◆ GIVEN TEXT
┌──

This time: a pencil made from recycled money. My colleague Dr. Mitchell Larson saw this pencil while visiting another university and brought one back.
A quick search on the Internet shows that many British suppliers of promotional pencils stock this green, recycled pencil. I am not sure whether it’s made from recycled Pound notes (less likely) or whether the colour is supposed to indicate that it is made from recycled Dollar bills (more likely). This is probably the same pencil as the one seen on Pencil Revolution in 2006. In any case, the pencil doesn’t feel as if it’s made from pure, recycled cotton paper. It’s much too hard and dense for that. I’d speculate that it’s made from plastic banknotes if I wouldn’t think it’s made from Dollar bills. Another explanation for the plasticy consistency, one which seems more likely, might be that the consistency of the recycled notes is just not right to be made into a pencil – so the recycled material might have had to be mixed with another material. Maybe there’s an even more exciting explanation: maybe the recycled notes had to be mixed with another material to make it impossible to use this pencil to forge money. Lots of speculation, but in the end it doesn’t matter why: this pencil is much more similar to a Staedtler Wopex or to a BIC ecolutions evolution than to a pencil made from rolled paper, like the ones shown in the battle of the eco pencils.
The pencil itself is round. I mention this because there is an older, hexagonal version – the one made from $7.33 of recycled Dollars.
The lead behaves and feels similar to the BIC ecolutions evolution, it’s just a bit less waxy. It’s definitely worse than a Staedtler Wopex, it’s not as dark and more plasticy, but much better than the catastrophic pencils made from recycled CD cases, which are widely used as promotional pencils. I’m not even looking for the CD case pencils on purpose, but have already come across four different ones. Two of them were left by students in different rooms in our university. I can’t blame them for not wanting to write with these pencils.
In a good sharpener, in this case the DUX 9207-N, sharpening the recycled money pencil is effortless. Despite being made from a material that seems quite a bit harder than wood the sharpener didn’t struggle at all. When sharpening the recycled money pencil in a ‘not so good’ sharpener or one where use has resulted in a blunt blade sharpening needs more effort than your average wood cased pencil.
Since we’re just talking about the sharpener anyway, the DUX 9207-N is a very nice sharpener, made from black Bakelite. As far as I know this sharpener has been first produced in the 1940s. You can sometimes see people on eBay trying to sell new versions of this sharpener as antiques. The DUX sharpens with an angle of ~20°. Please take the time to click on the picture of the sharpener to see the delicate, sophisticated pattern on the lid of the sharpener in higher resolution.
Some pencils made from recycled materials are truly awful. This pencil isn’t one of them. The fact that it’s made from recycled money makes it an interesting novelty. The lead is usable, even though it’S not as good as the best pencils made from recycled materials.
I’d like to thank Lexikaliker for getting me the Dux 9207-N sharpener. I couldn’t find it in any local shops.
I’d like to thank Dr. Mitchell Larson for the recycled money pencil.

└──

◆ WORK TO DO
• A. In the pencil review, why does the author mention that the recycled money pencil is round?
• B. Decide whether each statement agrees with the pencil review, and quote the words that settle each one: (i) The DUX 9207-N sharpener is made from black Bakelite. (ii) The author found two of the CD case pencils in a local shop. (iii) The recycled money pencil writes darker than a Staedtler Wopex.
• C. Translate this sentence from the pencil review into Spanish: "Some pencils made from recycled materials are truly awful."

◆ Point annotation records

┌──

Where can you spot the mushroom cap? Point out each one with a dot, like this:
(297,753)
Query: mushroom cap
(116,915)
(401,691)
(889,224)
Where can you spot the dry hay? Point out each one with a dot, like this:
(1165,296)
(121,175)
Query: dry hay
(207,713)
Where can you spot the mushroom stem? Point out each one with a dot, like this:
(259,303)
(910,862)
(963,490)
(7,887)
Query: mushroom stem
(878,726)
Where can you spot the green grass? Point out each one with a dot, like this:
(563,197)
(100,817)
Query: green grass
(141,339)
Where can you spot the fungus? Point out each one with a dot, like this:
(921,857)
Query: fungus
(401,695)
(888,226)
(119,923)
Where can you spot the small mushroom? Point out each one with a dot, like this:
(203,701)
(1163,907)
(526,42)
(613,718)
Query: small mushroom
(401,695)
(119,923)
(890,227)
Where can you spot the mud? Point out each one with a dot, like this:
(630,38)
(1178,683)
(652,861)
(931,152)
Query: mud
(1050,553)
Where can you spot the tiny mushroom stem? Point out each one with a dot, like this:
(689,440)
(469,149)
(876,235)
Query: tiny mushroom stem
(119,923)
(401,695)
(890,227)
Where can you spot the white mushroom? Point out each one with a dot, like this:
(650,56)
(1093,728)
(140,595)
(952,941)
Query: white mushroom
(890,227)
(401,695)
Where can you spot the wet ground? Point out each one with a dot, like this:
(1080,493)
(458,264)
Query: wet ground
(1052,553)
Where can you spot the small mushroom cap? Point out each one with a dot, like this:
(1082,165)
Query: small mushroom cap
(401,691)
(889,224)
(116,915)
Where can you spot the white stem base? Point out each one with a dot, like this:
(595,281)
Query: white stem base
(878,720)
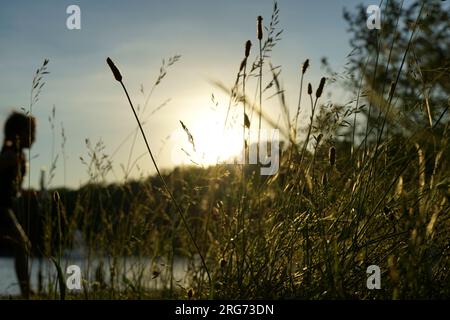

└──

◆ ANSWERS PER TASK
• A. The author mentions it because an older, hexagonal version exists. That version was made from $7.33 of recycled Dollars.

• B.
(i) Yes: "the DUX 9207-N is a very nice sharpener, made from black Bakelite"
(ii) No: "Two of them were left by students in different rooms in our university."
(iii) No: "It’s definitely worse than a Staedtler Wopex, it’s not as dark and more plasticy"

• C. Algunos lápices hechos de materiales reciclados son realmente horribles.